Extrait source →
===============

Freddie-Jeanne Richard a beaucoup étudié les insectes sociaux : fourmis et abeilles. Elle a démontré leur capacité à repérer une congénère malade rien qu’en sentant son odeur. « Une abeille malade va avoir une odeur différente des autres, celles-ci vont donc continuer à aller vers elle mais elles vont moins interagir avec l’abeille malade : elles modifient leurs comportements. Dans mes recherches, je m’attarde sur la communication entre les individus, et plus précisément les interactions entre individus de la même espèce. Ce qui peut faire changer, ce qui peut influencer ces interactions. » Aujourd’hui s’ajoute à ces petits sujets d’études des crustacés : les cloportes.
Pour étudier leur perception des odeurs, différentes méthodes sont possibles. « Il existe des techniques d’imagerie cérébrale capables d’être ajustées pour des tout petits organismes. Cela permet de voir quelles zones du cerveau vont être activées en fonction de certaines stimulations. Si c’est une odeur, un groupe d’odeurs, ou si on répète une odeur, on peut associer ces stimulations à l’activation d’un mécanisme cognitif. Mais cela nécessite que l’insecte soit vivant, et de couper une partie de sa cuticule qui ne repoussera pas. C’est un peu barbare… » Ses méthodes sont plus douces. Avec beaucoup d’attention, elle observe : « Ils sont tout le temps en mouvement, à se faire des toilettes, des léchages. Il se passe beaucoup de choses quand on regarde. Mais contrairement aux apparences, les suivis individuels montrent que les temps de repos ou d’inactivités sont précieux et nombreux. » Dans certains cas, elle doit « sacrifier » ses petits sujets pour récupérer les extraits de certaines glandes et en faire une analyse moléculaire. « Ces approches sont complémentaires. »

===============

Données fournies →
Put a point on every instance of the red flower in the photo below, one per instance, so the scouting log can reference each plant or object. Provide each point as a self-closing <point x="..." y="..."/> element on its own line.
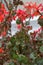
<point x="3" y="12"/>
<point x="1" y="50"/>
<point x="19" y="26"/>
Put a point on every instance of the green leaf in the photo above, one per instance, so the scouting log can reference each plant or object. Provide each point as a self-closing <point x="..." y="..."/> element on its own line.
<point x="39" y="61"/>
<point x="18" y="21"/>
<point x="41" y="49"/>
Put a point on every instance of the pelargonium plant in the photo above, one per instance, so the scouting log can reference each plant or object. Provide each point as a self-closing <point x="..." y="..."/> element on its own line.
<point x="20" y="48"/>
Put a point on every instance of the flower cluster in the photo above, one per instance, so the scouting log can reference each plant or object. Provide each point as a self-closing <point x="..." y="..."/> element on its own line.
<point x="3" y="12"/>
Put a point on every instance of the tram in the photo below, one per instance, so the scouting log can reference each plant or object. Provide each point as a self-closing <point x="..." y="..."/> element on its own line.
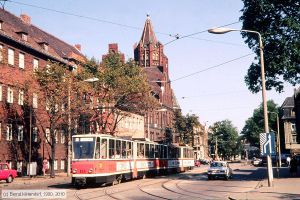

===============

Vos tâches →
A. Relevez tous les animaux que Freddie-Jeanne Richard étudie d'après l'extrait sur ses recherches.
B. Répondez à ces questions sur l'extrait consacré aux recherches de Freddie-Jeanne Richard :
(i) Qu'est-ce qui distingue une abeille malade des autres ?
(ii) À quel groupe d'animaux appartiennent les cloportes ?
(iii) Que faut-il couper sur l'insecte pour pratiquer l'imagerie cérébrale ?
C. Prolongez l'extrait sur les recherches de Freddie-Jeanne Richard à partir de sa dernière phrase.
Les données fournies forment un contenu à part, distinct de l'extrait.

Réponses →
A. Les fourmis, les abeilles et les cloportes.

B.
(i) Son odeur, différente de celle des autres abeilles.
(ii) Aux crustacés.
(iii) Une partie de sa cuticule, qui ne repoussera pas.

C.
L’importance du vivre ensemble
L’étude des comportements des insectes a en grande partie pour vocation la lutte biologique : éradiquer les ravageurs des cultures, par exemple. Cette dimension mortifère de la recherche n’est pas la raison pour laquelle Freddie-Jeanne Richard se passionne pour les insectes, bien au contraire. Apporter de la connaissance dans ce domaine est, pour elle, un moyen de mieux connaître ces organismes pour mieux réagir en leur présence. Par exemple, pourquoi tuer un insecte quand on sait qu’il peut être attiré par l’odeur d’une certaine plante et s’y déplacer naturellement ? Pourquoi écraser une guêpe lorsqu’on sait qu’elle essaie simplement de récupérer un morceau de sandwich ?
« Mieux vivre ensemble, et pourquoi pas les aider quand ils sont en difficulté aussi ? Ce qu’il me semble être important, par rapport aux insectes, c’est qu’ils ne font pas beaucoup de bruit, ils ne crient pas, mais ils sont de moins en moins nombreux. Ils sont à la base de la chaîne alimentaire, représentatifs de la qualité de notre environnement et pour moi à la base de tout. Enfin, ils sont des piliers pour l’existence de beaucoup d’autres espèces, alors nous devrions leur porter davantage d’attention. »
Typhaine COSTE
À PROPOS De freddie-jeanne richard
Freddie-Jeanne Richard est enseignante-chercheuse en éthologie à l’université de Poitiers et membre du laboratoire Écologie et biologie des interactions (EBI) CNRS. Spécialiste du comportement et des communications chimiques chez les invertébrés, elle s’intéresse aujourd’hui aux interactions intraspécifiques chez les insectes sociaux et les isopodes terrestres.